• [REQUIREMENT 1]:
Summarize the bear update below in two sentences.
• [REQUIREMENT 2]:
From the bear update below, extract the stretch from "Charlie Brown’s New" through "tell it’s him.", word for word.

• [TEXT FOR ANALYSIS]:
-- Opening Marker --
Charlie Brown’s New Look, Welcome Returnees, Tasha Digging - UPDATE July 8, 2022
Charlie Brown on 5/20/22
Charlie Brown has been showing off his new look in good sun. First on May 20 in his full brown winter coat.
Charlie Brown on 6/13/22
Charlie Brown on 6/13/22
Then, 24 days later on June 13, he has lost the brown fur on his face, chest, and front legs but still has short brown fur on the tips of his ears.
Charlie Brown on 6/27/22
Charlie Brown on 6/27/22
Two weeks later on June 27, he’s lost most of his brown hair on his front shoulders, sides, and back legs but still had a brown back and ear tips.
Charlie Brown on 7/422
Charlie Brown on 7/422
Finally, a week later on July 4, about the only brown he has left is down his spine, as is usual, and still some brown on his ear tips. We’ll see if he keeps the brown on his ears to make it easier to tell it’s him.
Missing females have been showing up. 11-year-old Daisy on June 30 and 13-year-old Summer July 3rd. We always worry in spring until the usual bears show us they made it through another fall and winter. The bears we are thinking about most right now are Lily, Ursula, and 23-year-old RC. We will probably be missing one of the big males. We recently heard that such a bear was killed on the highway at midnight on June 6. We just hope it is not one we know well.
-- Closing Marker --
• [DATA LISTING]:
-- Opening Marker --
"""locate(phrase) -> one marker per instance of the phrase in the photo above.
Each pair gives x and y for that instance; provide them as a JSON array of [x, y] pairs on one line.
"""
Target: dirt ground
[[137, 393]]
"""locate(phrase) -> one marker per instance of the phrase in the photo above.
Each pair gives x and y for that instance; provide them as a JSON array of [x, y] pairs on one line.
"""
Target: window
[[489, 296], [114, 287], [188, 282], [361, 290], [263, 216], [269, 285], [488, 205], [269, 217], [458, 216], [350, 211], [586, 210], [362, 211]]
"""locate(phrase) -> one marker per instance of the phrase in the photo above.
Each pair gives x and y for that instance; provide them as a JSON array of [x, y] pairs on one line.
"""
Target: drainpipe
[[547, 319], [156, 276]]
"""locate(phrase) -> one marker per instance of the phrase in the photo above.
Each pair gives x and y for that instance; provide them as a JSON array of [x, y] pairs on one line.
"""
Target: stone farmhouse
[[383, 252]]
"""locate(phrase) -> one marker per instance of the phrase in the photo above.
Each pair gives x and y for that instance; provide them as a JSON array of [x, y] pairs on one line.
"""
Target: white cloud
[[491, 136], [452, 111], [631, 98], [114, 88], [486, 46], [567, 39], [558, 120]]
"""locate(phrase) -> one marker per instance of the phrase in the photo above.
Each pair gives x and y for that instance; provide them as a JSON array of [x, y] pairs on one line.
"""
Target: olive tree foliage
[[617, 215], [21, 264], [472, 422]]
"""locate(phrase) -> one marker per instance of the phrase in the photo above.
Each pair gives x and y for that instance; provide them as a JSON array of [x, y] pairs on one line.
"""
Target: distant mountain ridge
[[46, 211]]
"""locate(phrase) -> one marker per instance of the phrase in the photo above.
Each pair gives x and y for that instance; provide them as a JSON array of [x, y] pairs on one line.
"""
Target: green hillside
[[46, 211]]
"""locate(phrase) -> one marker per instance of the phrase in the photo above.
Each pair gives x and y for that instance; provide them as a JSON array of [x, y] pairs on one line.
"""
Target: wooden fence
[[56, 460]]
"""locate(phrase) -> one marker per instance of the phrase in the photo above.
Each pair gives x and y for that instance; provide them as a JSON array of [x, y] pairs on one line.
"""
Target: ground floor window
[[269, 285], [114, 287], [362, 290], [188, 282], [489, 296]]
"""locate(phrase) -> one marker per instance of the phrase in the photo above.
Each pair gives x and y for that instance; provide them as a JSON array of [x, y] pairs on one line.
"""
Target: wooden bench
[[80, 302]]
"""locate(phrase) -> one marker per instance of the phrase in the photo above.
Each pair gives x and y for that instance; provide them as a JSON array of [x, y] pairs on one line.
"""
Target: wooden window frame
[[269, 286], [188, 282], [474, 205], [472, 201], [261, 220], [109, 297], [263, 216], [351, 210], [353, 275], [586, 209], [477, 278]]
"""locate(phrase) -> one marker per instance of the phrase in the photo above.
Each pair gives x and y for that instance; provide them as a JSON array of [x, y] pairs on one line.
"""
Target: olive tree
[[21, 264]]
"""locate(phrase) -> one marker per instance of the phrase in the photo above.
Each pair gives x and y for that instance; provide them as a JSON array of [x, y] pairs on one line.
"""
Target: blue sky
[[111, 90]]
-- Closing Marker --
-- Opening Marker --
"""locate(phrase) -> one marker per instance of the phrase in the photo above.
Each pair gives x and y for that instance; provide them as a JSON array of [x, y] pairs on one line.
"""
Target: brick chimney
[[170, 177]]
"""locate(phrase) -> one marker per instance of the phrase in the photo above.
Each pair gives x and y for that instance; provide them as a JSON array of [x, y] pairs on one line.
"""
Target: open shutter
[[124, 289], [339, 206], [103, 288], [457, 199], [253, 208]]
-- Closing Marker --
• [YOUR SOLUTION 1]:
Between May 20 and July 4, Charlie Brown shed his brown winter coat in stages until only the brown down his spine and on his ear tips was left. Daisy and Summer, two missing females, have turned up, while the writers worry most about Lily, Ursula, and RC and fear that a big male was killed on the highway on June 6.

• [YOUR SOLUTION 2]:
Charlie Brown’s New Look, Welcome Returnees, Tasha Digging - UPDATE July 8, 2022
Charlie Brown on 5/20/22
Charlie Brown has been showing off his new look in good sun. First on May 20 in his full brown winter coat.
Charlie Brown on 6/13/22
Charlie Brown on 6/13/22
Then, 24 days later on June 13, he has lost the brown fur on his face, chest, and front legs but still has short brown fur on the tips of his ears.
Charlie Brown on 6/27/22
Charlie Brown on 6/27/22
Two weeks later on June 27, he’s lost most of his brown hair on his front shoulders, sides, and back legs but still had a brown back and ear tips.
Charlie Brown on 7/422
Charlie Brown on 7/422
Finally, a week later on July 4, about the only brown he has left is down his spine, as is usual, and still some brown on his ear tips. We’ll see if he keeps the brown on his ears to make it easier to tell it’s him.